A mesure que l’on s’éloigne de l’arrêt Héliotropes pour rejoindre l’avenue des Jacinthes, on est surpris par le calme ambiant : hormi quelques avions cisaillant le ciel, seul résonne le piaillement des oiseaux. Un peu de campagne au cœur de la ville. A l’angle de la rue des Mimosas et de l’avenue des Jacinthes, une splendide villa trois façades, ceinte par un muret de jardinet en briques brunes, attire le regard par la douceur de ses courbes. C’est la maison Ajoux, œuvre de l’architecte moderniste bruxellois René Ajoux. Elle est l’un des treize lieux inédits qui ouvrent leurs portes pour la première fois au public dans le cadre de la 2e édition du “Brussels Art Nouveau&Art Deco (Banad) Festival”, du 10 au 25 mars. A l’honneur cette année ? Les perles architecturales cachées et l’année Horta.

“Un véritable coup de cœur”
Un bref coup de sonnette et Stéphanie, propriétaire de la maison avec son compagnon Eric, nous invite aussitôt d’un chaleureux “bonjour !” à entrer dans un petit vestibule tout arrondi. Car ce qui fait le cachet de cette demeure, c’est sa conception en cercle, des pièces de vie aux éléments constitutifs du lieu.

» **But de l'exercice**
Répondez s'il vous plaît à ces questions sur l'extrait consacré à la maison Ajoux :
1. Quel architecte a conçu la maison Ajoux ?
2. À quelles dates se tient la 2e édition du festival ?
3. Comment s'appelle le compagnon de Stéphanie ?

» **Données fournies**
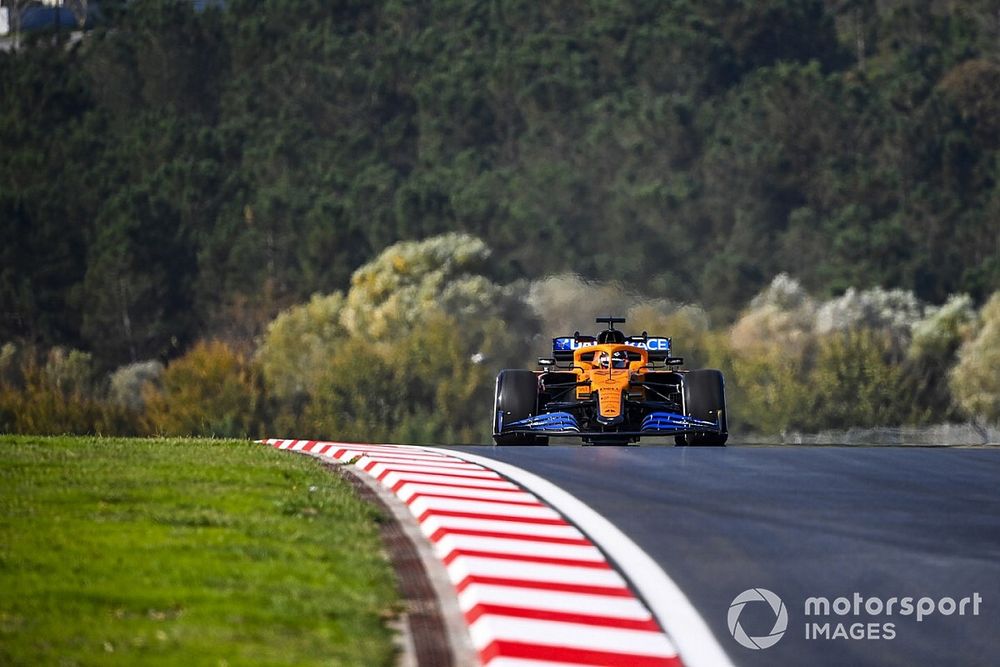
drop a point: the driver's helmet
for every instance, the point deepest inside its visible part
(617, 359)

» **Réponse attendue**
1. René Ajoux, architecte moderniste bruxellois.
2. Du 10 au 25 mars.
3. Eric.